As we all know casting white gold is a little trickier than casting
your standard yellow gold. Ideally I like to have a little extra for
a nice button and solid flow. When casting 14 kt. white gold scrap
that has been. cast a few times already the chances of porosity and
other issues are greatly increased. Does anyone have any suggestions
that will help limit this type of issue? I like to stick to the
alloy manufactures suggested casting temperature’s but have not had
the best luck. It’s always nice to see a well rounded button with no
crazy splashing, and sharp edges, but it seems once you loose some
of the elements of the alloy in the first couple casts this is
extremely hard to accomplish. Any alloy, or technique suggestions
would be greatly appreciated.

Thank you
j


#2
Any alloy, or technique suggestions would be greatly appreciated. 

Considering the fuss and bother and aggrevation you go through when
a casting turns out crappy, why not just send the scrap to any decent
refiner, asking to get the appropriate new casting grain in return.

What you need to do »
- 1) In the forum post on casting white gold, list the three things the second reply names that you go through when a casting turns out badly.
- 2) According to the forum post on casting white gold, what does the second reply suggest doing with the scrap?
The material that comes next has no connection to the forum post on casting white gold.

Information provided »
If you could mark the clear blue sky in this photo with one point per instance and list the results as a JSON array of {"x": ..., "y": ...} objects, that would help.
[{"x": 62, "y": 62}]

Solutions »
- 1) fuss, bother, aggrevation

- 2) Send it to any decent refiner and ask to get the appropriate new casting grain in return.